• **Text to read**
----

In one church I attended, the pastor proscribed altogether the giving of offerings in the smaller currency notes. “My God is not a poor God,” he declared. On another occasion, he required that money be collected for the visiting general overseer in only pounds or dollars.
One popular convention requires everybody in church to dance forward, one by one, to drop their offerings on a tray placed strategically in front of the pastor where he can observe exactly how much they are giving. This is designed to intimidate them into giving more than they would like to. It also serves to embarrass those who cannot give and stay behind.
At other times, they constrain their members to make public vows and pledges. One pastor admonishes his members: “Pledge more than you have; stretch your faith.” When the time comes to redeem the pledge, he will hit you with Ecclesiastes 5:4-6, which says if you make a vow and do not redeem it, God will destroy the work of your hands.
Blessing time
One technique is to take the offering early to ensure that people do not leave before the money can be taken from them. But sometimes this strategy backfires; the rich often come late.
In one of the services I attended, the pastor noticed that some of the wealthier church-members came in after the offering had been collected. So, he insisted it should be collected again. The reason he gave was a classic. He said: “I don’t want anybody here to be denied the blessings of the day.”
Of course, his god only blesses during offering times.
Yetunde Olanrewaju came up with what I presume is a parable. She said, one day a swarm of bees descended on a church while a service was in session. The people panicked and started running out of the building. But the pastor was up in arms: “Wait, wait, please wait,” he pleaded to no avail, “We haven’t yet collected the offering.”
God forbid that where two or three are gathered in the name of Jesus, an offering should not be collected.
Pastors have a free hand to be as honest or dishonest as their conscience permits. This ensures that financial impropriety is widespread in churches and Christian ministries but are buried under the carpet.
Charlene Animashaun was the head of the money-counters in her parish. While the offering was still being counted, the new pastor sent someone to collect a certain amount. Charlene sent word back that the count was still incomplete. The protocol was to document the amount and lodge it in the bank. That way, withdrawals would have a paper trail.
But the new pastor would not be denied. He barged into the counting room and reminded all and sundry that he was now the pastor. “What the pastor demands, the pastor gets; no questions asked.” He grabbed the money with the warning that his authority should never be challenged again.
Charlene got the message and quietly resigned her position as head of the money counters. Thereafter, she resigned from the church itself.
Soul traders
The plan was to have churches in our area come together one Sunday morning and go “prayer-walking.” We would evangelise as we go. But there was a logistical problem. If we would not have services in our churches that Sunday, how would the offering be collected?
Someone said, we would meet briefly in our churches just to collect the offering and then assemble as planned. But then another problem arose. Which churches would those converted to Christianity be asked to attend? A genius had a ready solution: “At the end of the exercise,” she said, “we will sit down and share the souls!”
“Alas, alas, that great city Babylon, that mighty city! For in one hour your judgment has come. And the merchants of the earth will weep and mourn over her, for no one buys their merchandise anymore: merchandise of gold and silver… horses and chariots, and bodies and souls of men.” (Revelation 18:10-13).

----

• **What to work on**
A. In the passage on church offerings, what reason did the pastor give for having the offering collected a second time?
B. Convert the listing into a Markdown table with the columns Row and Line, starting at the line containing "sample: [906, 107]." and ending at the last line of the listing. Give one numbered row per line and leave out blank lines.

----

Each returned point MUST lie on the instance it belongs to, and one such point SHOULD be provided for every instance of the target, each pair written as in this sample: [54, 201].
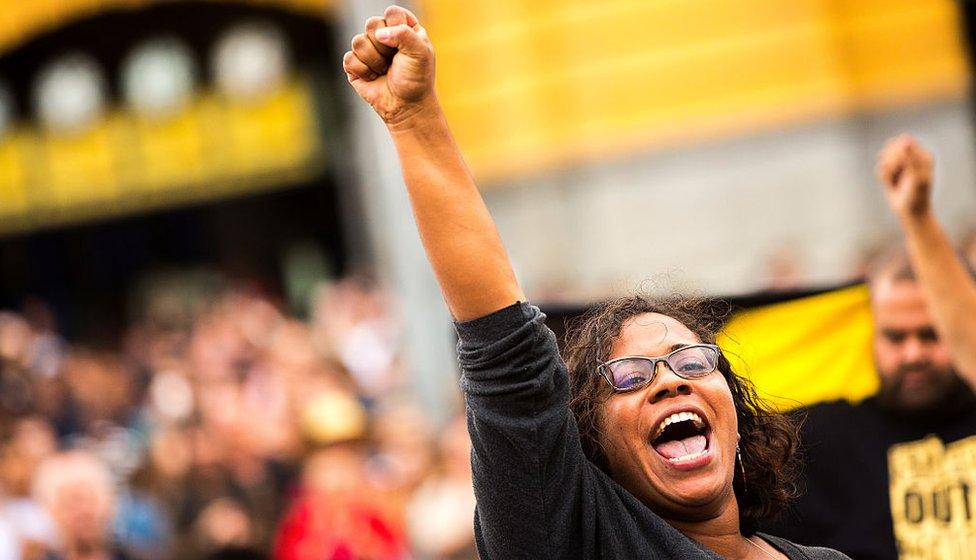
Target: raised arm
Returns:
[391, 66]
[905, 170]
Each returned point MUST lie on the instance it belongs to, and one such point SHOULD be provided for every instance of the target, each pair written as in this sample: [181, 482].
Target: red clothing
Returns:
[315, 530]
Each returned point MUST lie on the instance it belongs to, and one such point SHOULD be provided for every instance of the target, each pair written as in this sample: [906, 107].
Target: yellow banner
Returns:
[807, 350]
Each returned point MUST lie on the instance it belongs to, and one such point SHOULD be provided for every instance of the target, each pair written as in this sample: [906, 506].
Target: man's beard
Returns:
[952, 395]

----

• **Solution list**
A. He said he did not want anybody there to be denied the blessings of the day.

B.
| Row | Line |
|---|---|
| 1 | Each returned point MUST lie on the instance it belongs to, and one such point SHOULD be provided for every instance of the target, each pair written as in this sample: [906, 107]. |
| 2 | Target: yellow banner |
| 3 | Returns: |
| 4 | [807, 350] |
| 5 | Each returned point MUST lie on the instance it belongs to, and one such point SHOULD be provided for every instance of the target, each pair written as in this sample: [906, 506]. |
| 6 | Target: man's beard |
| 7 | Returns: |
| 8 | [952, 395] |